=== PARTS OF THE EXERCISE ===
**1)** In the passage on population and sustainability, which 1979 work by Gregory Bateson is cited?
**2)** Reproduce the passage on population and sustainability word for word, starting at "It might however" and ending at "Development worthwhile, 2002).".

For the individual, the fundamental significance of growth to personal identity and self-esteem is intimately related to sexual activity and reproduction. This is not only evident in the social esteem with which capacity to produce large families is held. It is also evident in the existential angst associated with capacity and endurance in sexual intercourse -- made only too evident by the proportion of e-mail spam concerned with such matters. The economic preoccupation with size is curiously echoed in that domain -- seemingly "size does matter".

Emergent psycho-cultural mirroring?

It might however be hypothesized, following from arguments by various authors (Gregory Bateson, Mind and Nature: a necessary unity, 1979; Henryk Skolimowski, The Participatory Mind: a new theory of knowledge and of the universe, 1994; Werner J. Sattmann-Frese and Stuart B. Hill. Learning for Sustainable Living: psychology of ecological transformation, 2007) that there is a degree of implicit mirroring to be collectively discovered as the key to genuine sustainability. It is possibly through such mirroring, however it becomes conscious, that appropriate global remedial strategies might emerge, as argued elsewhere (My Reflecting Mirror World: making my World Summit on Sustainable Development worthwhile, 2002).

That commentary pointed to an elusive sense in which the major governance challenges most discussed offer metaphors of powerful learnings it may be fruitful, if not essential, to explore. In that sense those challenges may indeed be "surrogates" -- mnemonic catalysts -- for the learnings vital to authentic sustainability:

The dangerous indecisiveness of current global governance, especially given the degree of denial, suggests the advantage of considering the pattern of debate on such issues in the light of meteorlogical models -- as "whether" patterns rather than "weather patterns" -- with denial and "fix-it" optimism as complementary "cyclones" and "anti-cyclones". The current parallels between the patterns of denial regarding collective crises of learning -- whether the role of women, global warming or those regarding overpopulation -- are indeed striking (cf Jeff Jacoby, The coming population bust, The Boston Globe, 18 June 2008).

There is a peculiar irony to the population challenge in that it is engendered through a process termed "intercourse", also used metaphorically in reference to dialogue with any "other", notably the environment that is exploited and stressed by increasing human numbers ("Human Intercourse": "Intercourse with Nature" and "Intercourse with the Other", 2007).

=== GIVEN RECORDS ===
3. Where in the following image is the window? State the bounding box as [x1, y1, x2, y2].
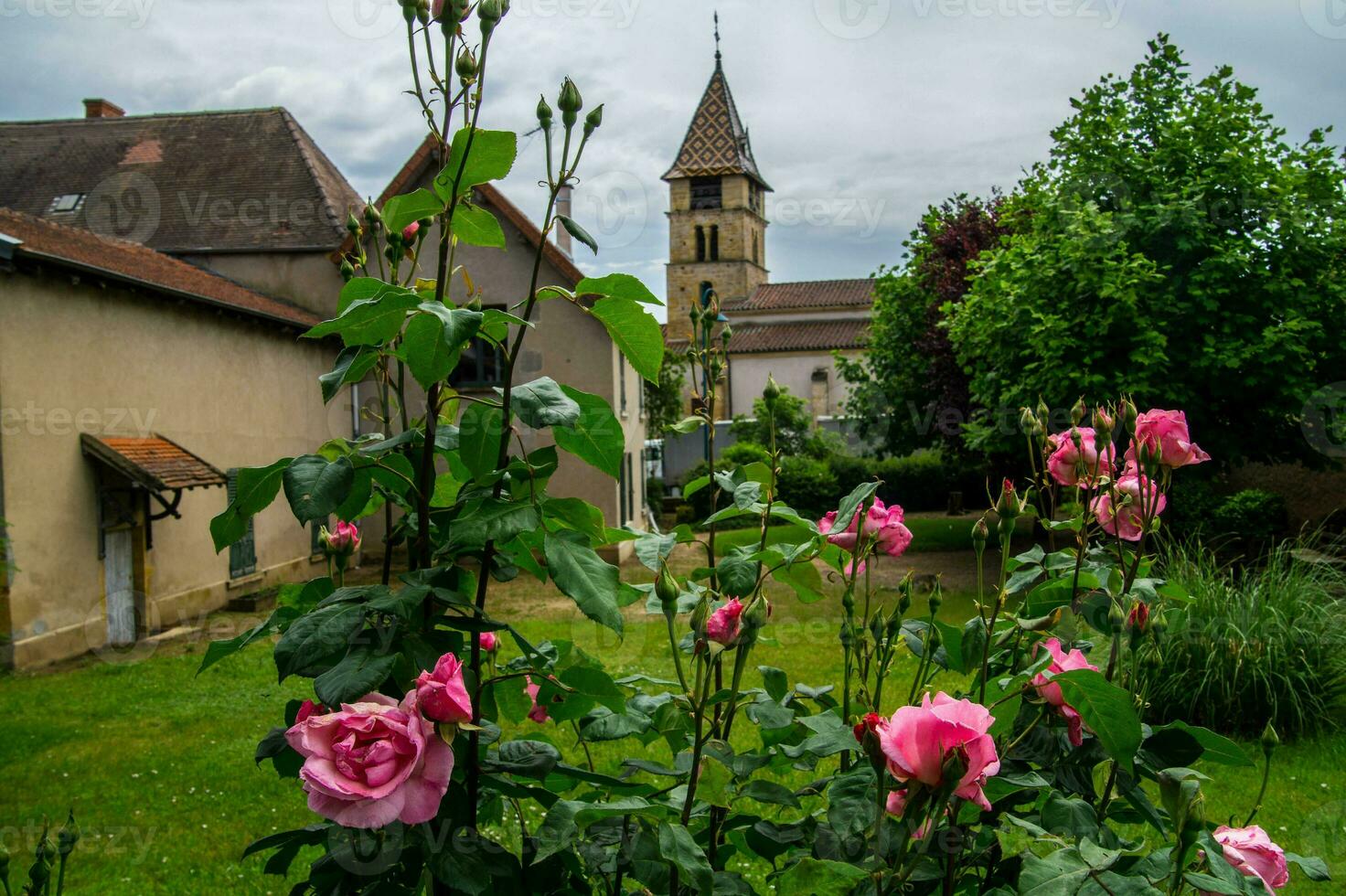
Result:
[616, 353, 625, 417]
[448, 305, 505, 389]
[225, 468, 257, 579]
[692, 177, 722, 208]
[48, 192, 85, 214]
--
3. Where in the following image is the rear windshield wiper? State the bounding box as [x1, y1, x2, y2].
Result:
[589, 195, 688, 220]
---
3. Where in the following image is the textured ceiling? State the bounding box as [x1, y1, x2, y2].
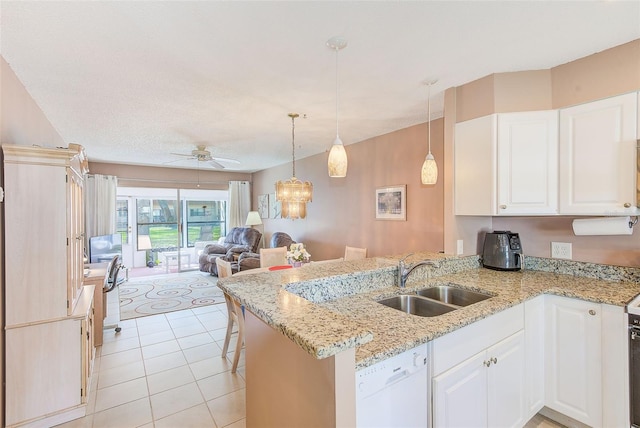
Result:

=== SOLUTION LIST ===
**1)** Mind and Nature: a necessary unity

**2)**
It might however be hypothesized, following from arguments by various authors (Gregory Bateson, Mind and Nature: a necessary unity, 1979; Henryk Skolimowski, The Participatory Mind: a new theory of knowledge and of the universe, 1994; Werner J. Sattmann-Frese and Stuart B. Hill. Learning for Sustainable Living: psychology of ecological transformation, 2007) that there is a degree of implicit mirroring to be collectively discovered as the key to genuine sustainability. It is possibly through such mirroring, however it becomes conscious, that appropriate global remedial strategies might emerge, as argued elsewhere (My Reflecting Mirror World: making my World Summit on Sustainable Development worthwhile, 2002).